--- start Given data ---
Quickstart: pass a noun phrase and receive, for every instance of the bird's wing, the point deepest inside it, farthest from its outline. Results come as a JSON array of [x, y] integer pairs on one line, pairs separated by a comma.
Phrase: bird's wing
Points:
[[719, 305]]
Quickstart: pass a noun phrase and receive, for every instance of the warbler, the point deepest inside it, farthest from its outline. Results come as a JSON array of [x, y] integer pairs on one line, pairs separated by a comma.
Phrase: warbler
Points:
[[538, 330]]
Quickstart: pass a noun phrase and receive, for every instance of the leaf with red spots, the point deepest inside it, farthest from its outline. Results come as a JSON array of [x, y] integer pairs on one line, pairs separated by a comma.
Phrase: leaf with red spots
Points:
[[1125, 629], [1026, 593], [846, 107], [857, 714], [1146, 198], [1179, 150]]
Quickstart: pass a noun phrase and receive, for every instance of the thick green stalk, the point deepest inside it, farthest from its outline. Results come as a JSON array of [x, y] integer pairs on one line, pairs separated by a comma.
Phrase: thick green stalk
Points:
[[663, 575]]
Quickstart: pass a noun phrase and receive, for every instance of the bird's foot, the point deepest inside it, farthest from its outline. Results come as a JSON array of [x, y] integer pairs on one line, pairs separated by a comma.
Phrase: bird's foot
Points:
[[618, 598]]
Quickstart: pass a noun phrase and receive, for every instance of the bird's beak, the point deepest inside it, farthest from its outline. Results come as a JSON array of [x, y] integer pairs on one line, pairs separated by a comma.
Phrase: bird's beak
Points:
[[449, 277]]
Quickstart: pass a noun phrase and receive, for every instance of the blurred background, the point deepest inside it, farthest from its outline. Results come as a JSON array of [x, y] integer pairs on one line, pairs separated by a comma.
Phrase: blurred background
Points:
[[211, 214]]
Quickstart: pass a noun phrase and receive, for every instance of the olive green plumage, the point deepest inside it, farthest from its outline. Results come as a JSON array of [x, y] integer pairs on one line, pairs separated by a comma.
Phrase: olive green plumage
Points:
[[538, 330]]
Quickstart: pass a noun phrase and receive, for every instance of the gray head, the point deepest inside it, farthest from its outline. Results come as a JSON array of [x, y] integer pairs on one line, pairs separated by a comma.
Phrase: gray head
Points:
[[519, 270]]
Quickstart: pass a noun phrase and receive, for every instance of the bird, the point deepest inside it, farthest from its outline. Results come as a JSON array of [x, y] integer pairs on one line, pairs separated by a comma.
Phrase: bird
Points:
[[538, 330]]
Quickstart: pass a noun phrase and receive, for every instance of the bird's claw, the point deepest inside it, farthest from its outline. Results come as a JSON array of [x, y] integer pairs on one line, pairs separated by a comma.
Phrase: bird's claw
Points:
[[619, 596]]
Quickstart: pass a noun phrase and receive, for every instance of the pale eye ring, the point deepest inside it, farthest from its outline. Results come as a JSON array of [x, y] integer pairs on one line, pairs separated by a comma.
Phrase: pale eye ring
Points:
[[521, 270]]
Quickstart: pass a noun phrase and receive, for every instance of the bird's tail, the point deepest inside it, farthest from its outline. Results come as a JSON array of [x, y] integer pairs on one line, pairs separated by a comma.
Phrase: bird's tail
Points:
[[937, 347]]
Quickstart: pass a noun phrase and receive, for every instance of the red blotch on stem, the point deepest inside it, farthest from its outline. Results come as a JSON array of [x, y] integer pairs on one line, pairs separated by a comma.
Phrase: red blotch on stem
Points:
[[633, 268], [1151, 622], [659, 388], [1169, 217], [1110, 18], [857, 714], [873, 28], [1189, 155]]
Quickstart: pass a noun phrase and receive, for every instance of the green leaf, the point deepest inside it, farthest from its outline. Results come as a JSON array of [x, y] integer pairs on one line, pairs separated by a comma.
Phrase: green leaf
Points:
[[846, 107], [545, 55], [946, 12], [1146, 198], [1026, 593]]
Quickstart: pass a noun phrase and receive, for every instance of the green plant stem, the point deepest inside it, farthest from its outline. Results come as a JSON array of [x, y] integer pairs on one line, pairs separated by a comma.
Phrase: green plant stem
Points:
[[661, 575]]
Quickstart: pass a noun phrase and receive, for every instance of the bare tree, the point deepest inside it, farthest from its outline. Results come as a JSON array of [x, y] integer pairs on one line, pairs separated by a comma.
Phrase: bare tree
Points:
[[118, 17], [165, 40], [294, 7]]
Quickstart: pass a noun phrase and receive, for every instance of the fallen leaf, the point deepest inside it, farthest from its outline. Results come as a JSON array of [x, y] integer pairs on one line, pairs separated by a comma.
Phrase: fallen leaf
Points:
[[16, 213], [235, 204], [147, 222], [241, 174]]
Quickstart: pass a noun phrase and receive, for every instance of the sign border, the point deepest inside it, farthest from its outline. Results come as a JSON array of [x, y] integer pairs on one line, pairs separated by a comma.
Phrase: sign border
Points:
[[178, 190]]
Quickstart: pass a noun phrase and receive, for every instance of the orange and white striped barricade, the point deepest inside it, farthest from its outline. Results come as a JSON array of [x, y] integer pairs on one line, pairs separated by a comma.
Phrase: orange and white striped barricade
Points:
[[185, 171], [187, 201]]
--- end Given data ---
--- start Given data ---
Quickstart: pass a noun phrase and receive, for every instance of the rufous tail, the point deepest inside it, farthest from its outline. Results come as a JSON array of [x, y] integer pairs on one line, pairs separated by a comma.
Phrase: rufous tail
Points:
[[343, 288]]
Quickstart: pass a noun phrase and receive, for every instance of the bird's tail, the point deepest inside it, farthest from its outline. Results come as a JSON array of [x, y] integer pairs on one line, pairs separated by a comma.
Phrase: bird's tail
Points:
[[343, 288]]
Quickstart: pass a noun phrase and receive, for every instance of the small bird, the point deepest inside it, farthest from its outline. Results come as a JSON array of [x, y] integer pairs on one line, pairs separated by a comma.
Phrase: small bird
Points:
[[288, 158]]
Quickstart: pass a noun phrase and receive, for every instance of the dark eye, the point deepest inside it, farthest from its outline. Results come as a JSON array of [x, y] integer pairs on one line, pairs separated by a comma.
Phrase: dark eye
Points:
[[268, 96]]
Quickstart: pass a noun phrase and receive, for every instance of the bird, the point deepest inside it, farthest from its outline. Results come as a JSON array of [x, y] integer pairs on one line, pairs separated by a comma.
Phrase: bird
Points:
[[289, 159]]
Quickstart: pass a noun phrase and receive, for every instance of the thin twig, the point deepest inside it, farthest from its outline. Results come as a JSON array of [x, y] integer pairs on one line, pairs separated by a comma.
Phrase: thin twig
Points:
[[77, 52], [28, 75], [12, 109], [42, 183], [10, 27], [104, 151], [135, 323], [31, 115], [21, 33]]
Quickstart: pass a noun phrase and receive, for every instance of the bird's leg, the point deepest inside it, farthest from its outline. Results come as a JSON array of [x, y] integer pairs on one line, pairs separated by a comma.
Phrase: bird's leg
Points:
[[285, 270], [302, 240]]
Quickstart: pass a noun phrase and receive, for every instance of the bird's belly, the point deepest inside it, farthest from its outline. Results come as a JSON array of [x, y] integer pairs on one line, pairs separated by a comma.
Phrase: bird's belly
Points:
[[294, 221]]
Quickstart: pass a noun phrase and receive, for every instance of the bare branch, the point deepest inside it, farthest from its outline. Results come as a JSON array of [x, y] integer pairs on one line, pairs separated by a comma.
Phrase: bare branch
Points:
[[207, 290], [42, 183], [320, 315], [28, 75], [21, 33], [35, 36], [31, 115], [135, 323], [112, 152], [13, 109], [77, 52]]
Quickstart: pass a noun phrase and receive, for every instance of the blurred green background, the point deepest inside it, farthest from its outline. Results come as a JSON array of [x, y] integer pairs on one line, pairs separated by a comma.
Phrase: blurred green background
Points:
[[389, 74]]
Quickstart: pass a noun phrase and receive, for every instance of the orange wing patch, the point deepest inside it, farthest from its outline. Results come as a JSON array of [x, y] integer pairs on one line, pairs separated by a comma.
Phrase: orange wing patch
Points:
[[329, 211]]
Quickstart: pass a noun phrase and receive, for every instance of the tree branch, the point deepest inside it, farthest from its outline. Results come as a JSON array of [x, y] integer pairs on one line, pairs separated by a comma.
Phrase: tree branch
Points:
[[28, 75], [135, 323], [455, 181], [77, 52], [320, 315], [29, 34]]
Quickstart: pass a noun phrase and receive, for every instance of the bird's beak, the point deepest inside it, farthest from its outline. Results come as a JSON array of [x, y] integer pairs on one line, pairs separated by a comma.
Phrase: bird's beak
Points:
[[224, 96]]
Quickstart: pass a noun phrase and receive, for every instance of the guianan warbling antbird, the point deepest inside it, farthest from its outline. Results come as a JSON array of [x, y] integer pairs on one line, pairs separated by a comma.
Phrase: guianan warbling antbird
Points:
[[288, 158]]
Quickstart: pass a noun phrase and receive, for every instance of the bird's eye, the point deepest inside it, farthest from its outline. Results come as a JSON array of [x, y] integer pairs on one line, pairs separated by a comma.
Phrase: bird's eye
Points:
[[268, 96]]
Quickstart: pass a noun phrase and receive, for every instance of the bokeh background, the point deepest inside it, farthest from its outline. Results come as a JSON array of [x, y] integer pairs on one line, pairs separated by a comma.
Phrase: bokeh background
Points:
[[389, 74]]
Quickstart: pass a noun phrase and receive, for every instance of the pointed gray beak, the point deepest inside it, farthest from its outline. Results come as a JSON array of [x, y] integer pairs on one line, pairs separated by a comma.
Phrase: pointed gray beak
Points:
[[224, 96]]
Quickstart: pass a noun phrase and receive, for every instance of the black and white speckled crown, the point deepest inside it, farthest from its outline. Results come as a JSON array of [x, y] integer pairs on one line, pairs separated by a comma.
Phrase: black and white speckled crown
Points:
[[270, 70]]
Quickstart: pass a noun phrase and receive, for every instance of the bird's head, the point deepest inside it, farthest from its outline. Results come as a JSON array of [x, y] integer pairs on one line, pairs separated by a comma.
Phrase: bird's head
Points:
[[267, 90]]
--- end Given data ---
▶ _Task to complete_
Starting at the line containing "bird's wing, the" and ending at the line containing "[[719, 305]]", write those lines out again with "outline" changed to "boundary" and everything else left as it is.

▶ _Task response_
Quickstart: pass a noun phrase and receive, for every instance of the bird's wing, the point deepest inside it, farthest from its boundary. Results come as a JSON array of [x, y] integer pairs on one line, pairs separated by a comma.
Phrase: bird's wing
Points:
[[719, 305]]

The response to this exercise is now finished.